▸ Objective:
Reproduce the listing below word for word, from start to finish, leaving out the pictures.

▸ Dataset extract:

* * * * * * *

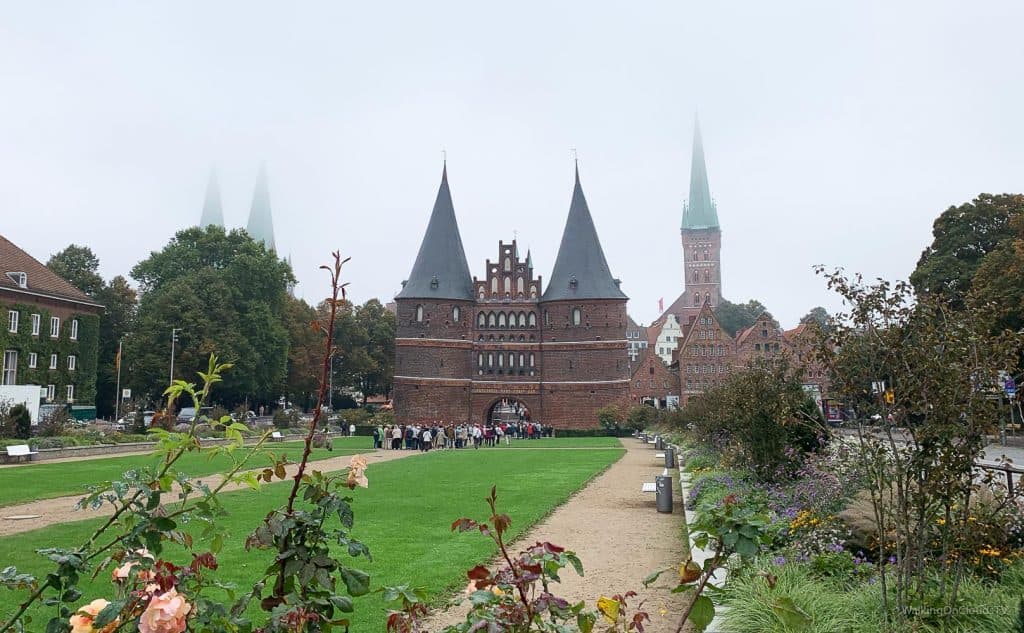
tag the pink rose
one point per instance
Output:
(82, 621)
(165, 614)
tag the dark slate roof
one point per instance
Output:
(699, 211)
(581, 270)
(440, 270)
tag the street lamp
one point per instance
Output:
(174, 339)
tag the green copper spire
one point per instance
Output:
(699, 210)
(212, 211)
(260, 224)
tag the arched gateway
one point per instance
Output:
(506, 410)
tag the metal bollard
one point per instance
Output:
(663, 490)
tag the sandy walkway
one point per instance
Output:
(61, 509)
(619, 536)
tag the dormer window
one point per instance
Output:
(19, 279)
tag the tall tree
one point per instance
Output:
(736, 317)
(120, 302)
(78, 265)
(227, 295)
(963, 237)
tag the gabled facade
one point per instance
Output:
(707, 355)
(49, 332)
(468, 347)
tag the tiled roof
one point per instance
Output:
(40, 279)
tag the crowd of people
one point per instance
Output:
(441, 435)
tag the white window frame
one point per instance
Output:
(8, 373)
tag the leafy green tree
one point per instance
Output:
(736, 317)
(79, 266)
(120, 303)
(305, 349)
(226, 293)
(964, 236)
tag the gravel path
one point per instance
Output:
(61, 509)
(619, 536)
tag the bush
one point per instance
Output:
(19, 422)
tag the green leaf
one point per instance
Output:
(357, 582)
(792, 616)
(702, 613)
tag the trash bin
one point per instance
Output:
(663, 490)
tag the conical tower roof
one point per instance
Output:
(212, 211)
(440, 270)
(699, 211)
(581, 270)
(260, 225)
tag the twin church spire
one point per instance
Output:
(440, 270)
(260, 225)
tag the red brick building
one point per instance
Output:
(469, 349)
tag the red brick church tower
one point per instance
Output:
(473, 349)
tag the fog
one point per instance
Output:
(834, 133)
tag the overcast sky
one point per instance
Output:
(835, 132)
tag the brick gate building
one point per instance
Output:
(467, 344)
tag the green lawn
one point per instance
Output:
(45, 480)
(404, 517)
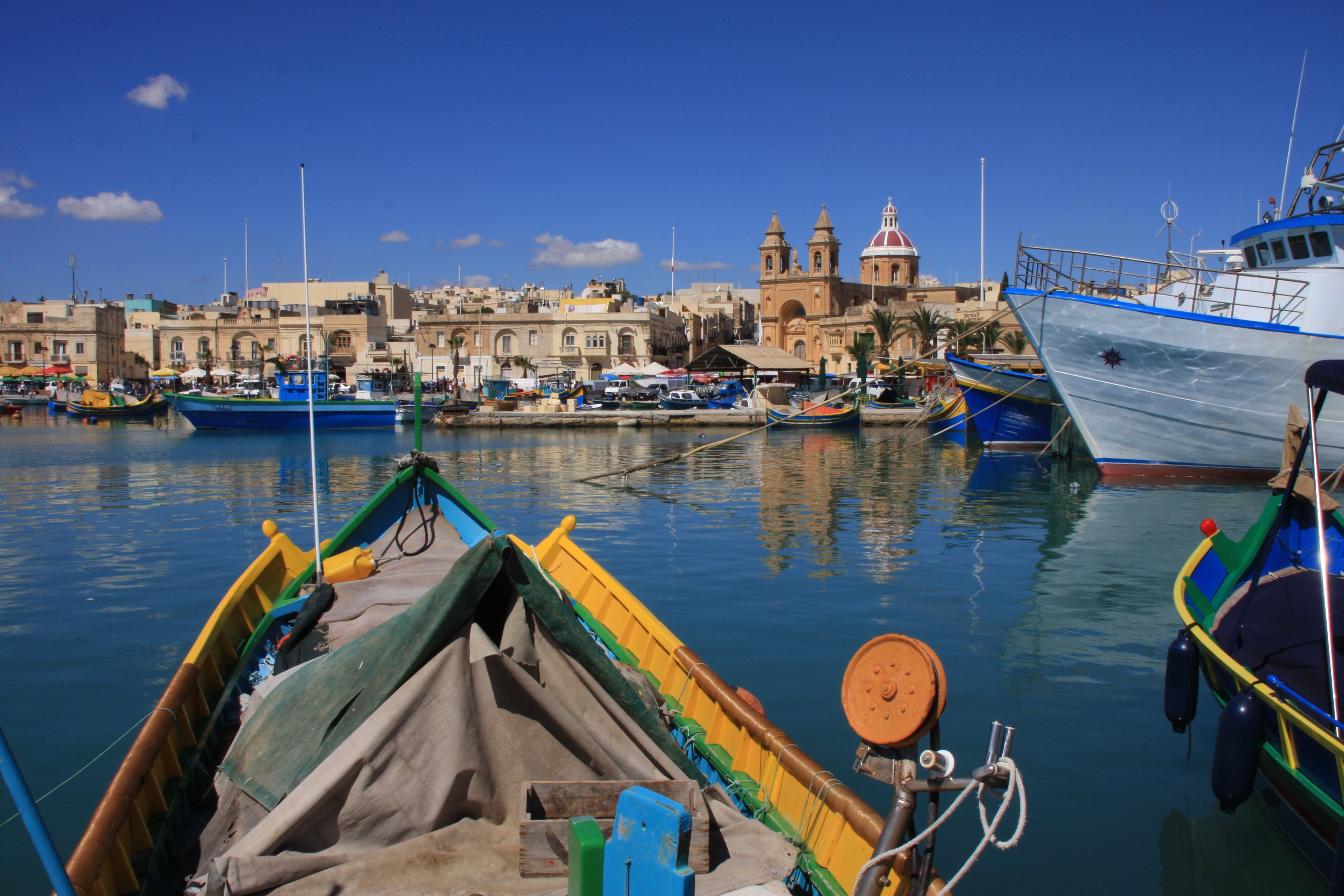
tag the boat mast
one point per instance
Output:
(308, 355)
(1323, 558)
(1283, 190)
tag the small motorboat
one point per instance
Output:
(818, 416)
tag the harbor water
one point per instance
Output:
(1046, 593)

* * * * * * *

▸ Answer to the exercise:
tag the pink rose
one point per instance
Output:
(82, 621)
(165, 614)
tag the dark slate roof
one point per instance
Output:
(699, 211)
(581, 270)
(440, 270)
tag the street lamp
one point per instance
Output:
(174, 339)
tag the green copper spire
one point per instance
Output:
(699, 210)
(212, 211)
(260, 224)
tag the arched gateway
one point per instance
Output:
(506, 410)
tag the metal bollard
one point per instance
Output:
(663, 490)
tag the sandy walkway
one point per instance
Output:
(61, 509)
(619, 536)
tag the dormer window
one point per instance
Output:
(19, 279)
tag the tall tree
one point per instance
Output:
(736, 317)
(120, 302)
(78, 265)
(227, 295)
(963, 237)
tag the gabled facade
one point per instance
Output:
(707, 355)
(49, 332)
(468, 347)
tag the tiled roof
one point per instance
Output:
(40, 279)
tag the crowd of people
one point per instance
Output:
(441, 435)
tag the white window frame
one point per instance
Output:
(8, 373)
tag the leafy green tree
one point per instance
Output:
(736, 317)
(79, 266)
(120, 303)
(305, 349)
(226, 293)
(964, 236)
tag the gravel path
one point per instance
Output:
(61, 509)
(619, 536)
tag the bush
one point per instance
Output:
(19, 422)
tag the green leaf
one point per instance
Output:
(357, 582)
(792, 616)
(702, 613)
tag the trash bin
one point per instance
Output:
(663, 490)
tag the conical tower roof
one point per instance
Output:
(212, 211)
(440, 270)
(699, 211)
(581, 270)
(260, 225)
tag the twin church spire
one point per instance
Output:
(440, 270)
(260, 225)
tag the red brick building
one point per instance
Output:
(469, 349)
tag the red brick church tower
one point per instance
Output:
(473, 349)
tag the fog
one point per instance
Output:
(834, 133)
tag the overcast sky
one point per instance
Output:
(835, 132)
tag the brick gate building
one point per instance
Output:
(467, 344)
tag the green lawn
one point per instance
Output:
(45, 480)
(404, 517)
tag the boat mast
one point per instance
Output:
(308, 355)
(1323, 558)
(1283, 190)
tag the small motorboat
one point per instance
Output:
(818, 416)
tag the harbor water
one point per instance
Output:
(1046, 593)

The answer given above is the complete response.